━━━━━ Material supplied

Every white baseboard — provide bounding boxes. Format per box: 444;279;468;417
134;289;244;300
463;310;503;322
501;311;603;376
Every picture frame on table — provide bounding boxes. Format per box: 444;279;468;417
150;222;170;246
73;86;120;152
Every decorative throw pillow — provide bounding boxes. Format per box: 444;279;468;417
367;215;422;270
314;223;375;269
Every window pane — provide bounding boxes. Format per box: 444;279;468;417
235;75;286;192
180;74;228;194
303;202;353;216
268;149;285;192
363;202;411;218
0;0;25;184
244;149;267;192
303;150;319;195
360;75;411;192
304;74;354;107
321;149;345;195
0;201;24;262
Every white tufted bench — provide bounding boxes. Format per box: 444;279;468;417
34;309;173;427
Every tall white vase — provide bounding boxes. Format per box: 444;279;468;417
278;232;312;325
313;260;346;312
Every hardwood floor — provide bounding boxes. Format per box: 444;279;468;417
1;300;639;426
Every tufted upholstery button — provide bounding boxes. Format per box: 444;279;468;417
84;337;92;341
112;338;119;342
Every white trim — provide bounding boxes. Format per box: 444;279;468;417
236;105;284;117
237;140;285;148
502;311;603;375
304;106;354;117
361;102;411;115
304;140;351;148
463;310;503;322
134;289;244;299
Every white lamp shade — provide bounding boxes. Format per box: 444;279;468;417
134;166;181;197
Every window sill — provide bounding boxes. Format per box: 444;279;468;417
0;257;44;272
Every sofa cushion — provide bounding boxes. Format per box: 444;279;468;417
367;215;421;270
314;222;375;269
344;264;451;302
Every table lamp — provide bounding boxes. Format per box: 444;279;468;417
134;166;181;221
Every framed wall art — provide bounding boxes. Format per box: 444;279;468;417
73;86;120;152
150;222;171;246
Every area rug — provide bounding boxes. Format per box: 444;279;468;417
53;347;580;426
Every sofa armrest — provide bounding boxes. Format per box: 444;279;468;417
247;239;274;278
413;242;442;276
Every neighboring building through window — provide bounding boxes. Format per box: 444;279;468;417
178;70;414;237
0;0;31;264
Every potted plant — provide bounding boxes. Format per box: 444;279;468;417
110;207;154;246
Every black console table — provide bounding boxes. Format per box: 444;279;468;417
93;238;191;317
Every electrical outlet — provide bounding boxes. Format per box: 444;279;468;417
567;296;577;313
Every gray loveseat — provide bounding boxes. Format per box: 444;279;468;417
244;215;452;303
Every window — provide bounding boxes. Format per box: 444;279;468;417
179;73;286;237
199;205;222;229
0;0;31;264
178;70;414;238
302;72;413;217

━━━━━━━━━━

Would you reproduce, word for word, the lines from the one holding "Every electrical outlet" through the final line of the entries, both included?

### Result for this exercise
Every electrical outlet — provide bounding boxes. Format per box: 444;279;468;417
567;296;577;313
Every gray loveseat — provide bounding boxes. Format per box: 444;279;468;417
244;215;452;303
Every window — provide bounding boxes. Format per box: 444;279;468;417
179;73;286;237
199;205;222;229
0;0;31;264
178;70;414;238
302;72;413;217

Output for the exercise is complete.